The span to copy runs from the line containing "Would you mind indicating the blue" to the last line below. Copy it exactly, with nothing else.

[[ Data supplied, beginning ]]

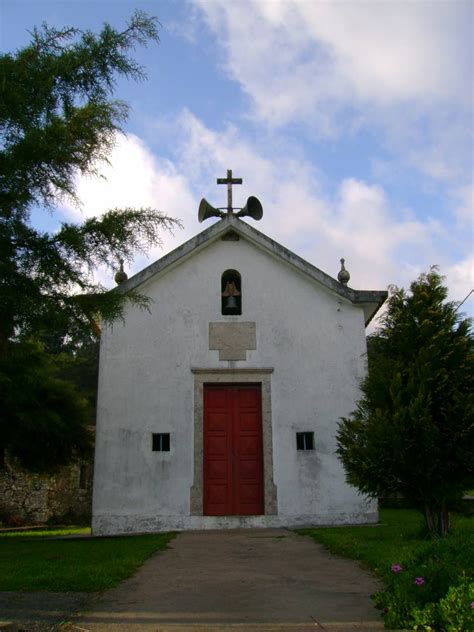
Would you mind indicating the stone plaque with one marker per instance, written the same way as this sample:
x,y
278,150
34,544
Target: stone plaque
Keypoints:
x,y
232,339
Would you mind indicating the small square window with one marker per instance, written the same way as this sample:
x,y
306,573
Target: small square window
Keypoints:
x,y
305,440
161,442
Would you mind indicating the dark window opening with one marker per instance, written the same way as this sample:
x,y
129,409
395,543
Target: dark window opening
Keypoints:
x,y
161,442
305,440
231,293
83,476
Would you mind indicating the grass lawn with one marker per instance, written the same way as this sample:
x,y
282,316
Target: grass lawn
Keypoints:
x,y
399,534
30,561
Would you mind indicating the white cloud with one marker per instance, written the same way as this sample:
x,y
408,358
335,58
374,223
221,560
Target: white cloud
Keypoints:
x,y
291,55
381,244
399,69
136,178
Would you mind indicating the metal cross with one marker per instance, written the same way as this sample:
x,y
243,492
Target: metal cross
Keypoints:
x,y
229,181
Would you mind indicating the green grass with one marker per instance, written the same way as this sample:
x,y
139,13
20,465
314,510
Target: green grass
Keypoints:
x,y
29,562
49,531
399,535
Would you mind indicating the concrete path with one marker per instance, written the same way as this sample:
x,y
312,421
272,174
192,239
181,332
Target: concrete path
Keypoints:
x,y
244,581
209,581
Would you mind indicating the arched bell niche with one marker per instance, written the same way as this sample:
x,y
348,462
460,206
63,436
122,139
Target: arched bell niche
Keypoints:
x,y
231,293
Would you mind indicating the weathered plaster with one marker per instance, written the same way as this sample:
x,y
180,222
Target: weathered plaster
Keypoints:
x,y
311,335
232,376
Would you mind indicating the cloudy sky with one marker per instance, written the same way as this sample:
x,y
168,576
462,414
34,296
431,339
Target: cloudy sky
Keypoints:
x,y
350,120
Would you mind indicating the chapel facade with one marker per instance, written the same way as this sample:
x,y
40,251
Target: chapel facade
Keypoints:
x,y
218,407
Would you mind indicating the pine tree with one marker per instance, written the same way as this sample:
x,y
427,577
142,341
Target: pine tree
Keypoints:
x,y
413,431
58,119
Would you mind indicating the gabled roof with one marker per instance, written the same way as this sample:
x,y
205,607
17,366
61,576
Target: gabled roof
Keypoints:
x,y
370,300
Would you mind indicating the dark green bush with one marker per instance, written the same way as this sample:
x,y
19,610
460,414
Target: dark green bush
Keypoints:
x,y
433,589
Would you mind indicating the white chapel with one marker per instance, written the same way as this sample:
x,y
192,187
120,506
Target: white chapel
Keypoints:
x,y
218,407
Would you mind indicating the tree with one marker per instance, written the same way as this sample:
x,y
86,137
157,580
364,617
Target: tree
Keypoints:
x,y
58,119
413,431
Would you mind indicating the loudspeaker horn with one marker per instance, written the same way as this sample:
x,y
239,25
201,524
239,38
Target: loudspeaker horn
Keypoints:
x,y
253,208
206,211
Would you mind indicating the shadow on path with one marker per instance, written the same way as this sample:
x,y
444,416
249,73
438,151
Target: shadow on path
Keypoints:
x,y
233,580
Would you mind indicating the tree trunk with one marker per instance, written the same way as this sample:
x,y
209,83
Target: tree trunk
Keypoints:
x,y
443,520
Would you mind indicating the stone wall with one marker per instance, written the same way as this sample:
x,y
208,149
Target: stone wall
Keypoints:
x,y
28,498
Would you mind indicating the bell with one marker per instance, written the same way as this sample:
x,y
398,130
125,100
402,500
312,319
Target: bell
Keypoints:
x,y
230,303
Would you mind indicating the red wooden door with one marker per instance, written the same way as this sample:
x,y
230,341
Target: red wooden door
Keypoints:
x,y
233,455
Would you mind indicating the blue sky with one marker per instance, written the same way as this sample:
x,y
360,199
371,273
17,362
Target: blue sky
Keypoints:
x,y
351,121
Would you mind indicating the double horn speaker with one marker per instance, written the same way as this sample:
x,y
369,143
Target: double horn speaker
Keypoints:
x,y
253,209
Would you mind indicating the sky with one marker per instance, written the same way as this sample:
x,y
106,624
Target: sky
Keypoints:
x,y
350,120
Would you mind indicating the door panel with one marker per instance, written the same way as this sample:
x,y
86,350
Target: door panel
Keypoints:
x,y
233,456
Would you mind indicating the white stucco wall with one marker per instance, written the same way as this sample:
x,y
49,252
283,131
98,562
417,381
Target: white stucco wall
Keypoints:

[[ Data supplied, end ]]

### Your response
Would you mind indicating the blue sky with one marker per instance, written the same way as this sample:
x,y
360,199
371,273
17,362
Target: blue sky
Keypoints:
x,y
351,121
Would you mind indicating the double horn speaker with one marker per instance, written the same way as this sample:
x,y
369,143
Target: double horn speaker
Keypoints:
x,y
253,209
Would you mind indicating the sky with one marker per instance, written the same way as this sample:
x,y
106,624
Target: sky
Keypoints:
x,y
350,120
Would you mind indicating the door panel with one marker per instance, written the same way as this sample:
x,y
86,350
Target: door panel
Keypoints:
x,y
233,456
Would you mind indicating the white stucco wall with one marker per instance, written the same way as this sample:
x,y
49,252
283,131
98,562
417,381
Target: white stucco wall
Keypoints:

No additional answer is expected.